■ Excerpts of bounding box data

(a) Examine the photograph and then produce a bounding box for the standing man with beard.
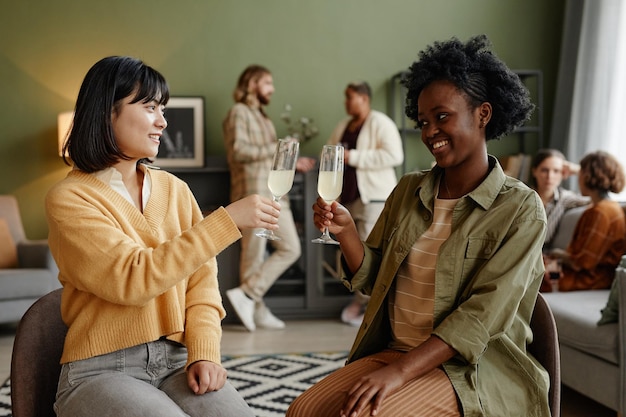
[222,65,315,331]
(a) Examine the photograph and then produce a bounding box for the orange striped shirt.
[389,198,459,351]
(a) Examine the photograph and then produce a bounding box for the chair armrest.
[17,240,58,272]
[615,266,626,411]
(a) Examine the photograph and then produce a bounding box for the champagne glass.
[256,138,300,240]
[311,145,343,245]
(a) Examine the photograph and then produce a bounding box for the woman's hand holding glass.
[256,138,300,240]
[312,145,344,245]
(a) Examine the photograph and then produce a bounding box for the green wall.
[0,0,565,238]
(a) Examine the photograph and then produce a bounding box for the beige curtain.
[549,0,626,195]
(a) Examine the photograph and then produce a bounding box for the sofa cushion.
[0,218,17,268]
[0,268,59,301]
[598,279,619,326]
[543,290,619,365]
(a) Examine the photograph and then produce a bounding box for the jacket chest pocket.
[465,237,500,259]
[463,237,500,278]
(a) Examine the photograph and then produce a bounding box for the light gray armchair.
[0,195,61,323]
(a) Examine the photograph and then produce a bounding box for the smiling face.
[418,80,491,169]
[344,88,369,117]
[111,95,167,161]
[250,73,274,106]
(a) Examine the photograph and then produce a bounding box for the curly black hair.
[402,35,535,140]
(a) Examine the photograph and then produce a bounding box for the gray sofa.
[0,195,61,323]
[544,202,626,415]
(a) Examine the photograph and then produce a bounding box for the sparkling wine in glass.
[312,145,343,245]
[256,138,300,240]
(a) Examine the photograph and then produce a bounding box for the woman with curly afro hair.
[549,151,626,291]
[287,36,550,417]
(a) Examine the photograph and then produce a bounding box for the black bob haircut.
[63,56,170,172]
[402,35,535,140]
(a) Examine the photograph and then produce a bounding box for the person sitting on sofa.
[530,149,591,250]
[548,151,626,291]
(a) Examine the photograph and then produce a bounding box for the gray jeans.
[54,340,254,417]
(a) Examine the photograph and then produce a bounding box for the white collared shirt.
[92,164,152,211]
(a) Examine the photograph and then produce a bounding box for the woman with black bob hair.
[287,36,550,417]
[46,56,280,417]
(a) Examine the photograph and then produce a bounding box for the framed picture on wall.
[154,97,204,168]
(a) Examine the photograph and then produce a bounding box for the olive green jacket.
[343,156,550,417]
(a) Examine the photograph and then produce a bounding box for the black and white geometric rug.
[0,352,348,417]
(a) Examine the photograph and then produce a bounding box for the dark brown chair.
[528,294,561,417]
[11,289,67,417]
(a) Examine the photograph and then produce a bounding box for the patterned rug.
[0,352,347,417]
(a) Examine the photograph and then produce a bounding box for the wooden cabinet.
[168,157,352,322]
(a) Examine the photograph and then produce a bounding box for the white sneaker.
[226,287,256,332]
[254,302,285,330]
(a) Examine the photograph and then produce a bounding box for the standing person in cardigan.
[46,56,280,417]
[222,65,315,331]
[328,82,404,326]
[287,36,550,417]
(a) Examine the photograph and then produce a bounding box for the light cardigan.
[46,166,241,366]
[328,110,404,204]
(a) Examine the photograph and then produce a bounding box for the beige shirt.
[389,198,459,351]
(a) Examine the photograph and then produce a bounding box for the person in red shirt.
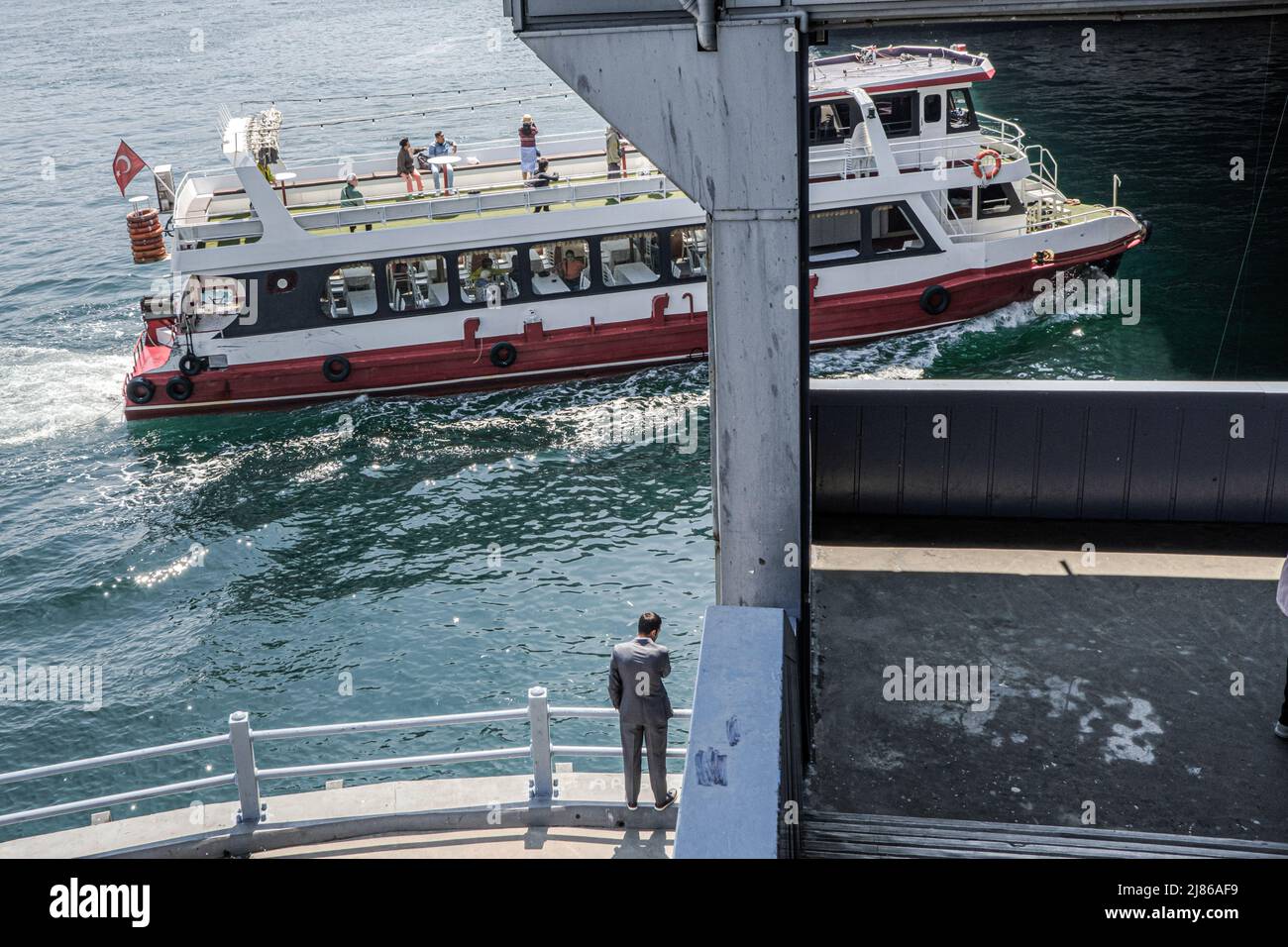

■ Exercise brief
Return every line from the rows above that contains the string "gray", treating uppercase and lowercase as distinct.

■ Answer to the exercise
(a) Examine the photograph and then produce a bounding box for the light gray armchair.
(a) Examine the photograph and then produce a bounding box for the gray sofa.
(a) Examine the photograph and then produce a bounding box for the gray jeans.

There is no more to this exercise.